• [What you have to do]: Please quote the lines that follow word for word, leaving out the pictures.

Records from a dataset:
○ ○ ○ ○ ○ ○ ○

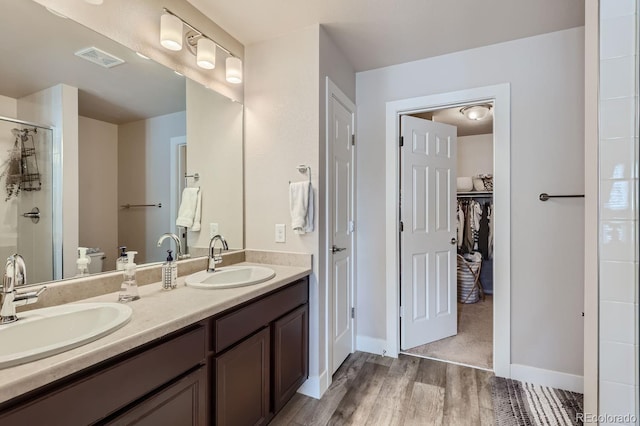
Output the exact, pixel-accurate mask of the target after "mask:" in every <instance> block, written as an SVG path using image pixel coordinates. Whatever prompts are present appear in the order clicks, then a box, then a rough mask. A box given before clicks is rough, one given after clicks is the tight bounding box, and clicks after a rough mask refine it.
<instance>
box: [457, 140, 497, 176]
mask: <svg viewBox="0 0 640 426" xmlns="http://www.w3.org/2000/svg"><path fill="white" fill-rule="evenodd" d="M457 157H458V158H457V165H458V176H469V177H473V176H476V175H479V174H493V134H489V135H473V136H459V137H458V156H457Z"/></svg>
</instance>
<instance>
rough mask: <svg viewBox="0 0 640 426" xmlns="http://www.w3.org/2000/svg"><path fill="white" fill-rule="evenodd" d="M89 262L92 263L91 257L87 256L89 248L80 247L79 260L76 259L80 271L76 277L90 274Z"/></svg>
mask: <svg viewBox="0 0 640 426" xmlns="http://www.w3.org/2000/svg"><path fill="white" fill-rule="evenodd" d="M89 263H91V258H90V257H88V256H87V248H86V247H78V260H76V264H77V265H78V273H77V274H76V277H86V276H87V275H89Z"/></svg>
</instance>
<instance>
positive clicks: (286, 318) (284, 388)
mask: <svg viewBox="0 0 640 426" xmlns="http://www.w3.org/2000/svg"><path fill="white" fill-rule="evenodd" d="M308 329H309V308H308V305H307V304H305V305H303V306H301V307H299V308H298V309H296V310H295V311H293V312H290V313H289V314H287V315H285V316H284V317H282V318H280V319H279V320H277V321H275V322H274V323H273V357H274V360H273V364H274V371H273V381H274V386H273V393H274V395H273V403H274V411H275V412H278V411H279V410H280V408H282V407H283V406H284V405H285V404H286V403H287V401H289V399H291V397H292V396H293V395H294V394H295V393H296V391H297V390H298V388H299V387H300V385H302V383H304V381H305V380H306V379H307V377H308V375H309V338H308Z"/></svg>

○ ○ ○ ○ ○ ○ ○

• [Solved exercise]:
Output the exact, pixel-accurate mask of the target after "mask:" in every <instance> block, written as an SVG path using image pixel coordinates. Whatever prompts are present appear in the order clicks, then a box, then a rough mask. A box given before clicks is rough, one given after clicks is the tight bounding box, and clicks after a rough mask refine it.
<instance>
box: [457, 140, 497, 176]
mask: <svg viewBox="0 0 640 426" xmlns="http://www.w3.org/2000/svg"><path fill="white" fill-rule="evenodd" d="M457 157H458V158H457V165H458V176H469V177H473V176H476V175H479V174H493V134H489V135H473V136H459V137H458V156H457Z"/></svg>
</instance>
<instance>
rough mask: <svg viewBox="0 0 640 426" xmlns="http://www.w3.org/2000/svg"><path fill="white" fill-rule="evenodd" d="M89 262L92 263L91 257L87 256L89 248L80 247L79 260L76 259L80 271L76 277L90 274Z"/></svg>
mask: <svg viewBox="0 0 640 426" xmlns="http://www.w3.org/2000/svg"><path fill="white" fill-rule="evenodd" d="M89 263H91V258H90V257H88V256H87V248H86V247H78V260H76V264H77V265H78V273H77V274H76V277H86V276H87V275H89Z"/></svg>
</instance>
<instance>
positive clicks: (286, 318) (284, 388)
mask: <svg viewBox="0 0 640 426" xmlns="http://www.w3.org/2000/svg"><path fill="white" fill-rule="evenodd" d="M308 329H309V308H308V305H307V304H305V305H303V306H301V307H299V308H298V309H296V310H295V311H293V312H290V313H289V314H287V315H285V316H284V317H282V318H280V319H279V320H277V321H275V322H274V323H273V357H274V360H273V364H274V371H273V381H274V386H273V393H274V395H273V403H274V411H275V412H278V411H279V410H280V408H282V407H283V406H284V405H285V404H286V403H287V401H289V399H291V397H292V396H293V395H294V394H295V393H296V391H297V390H298V388H299V387H300V385H302V383H304V381H305V380H306V379H307V377H308V375H309V338H308Z"/></svg>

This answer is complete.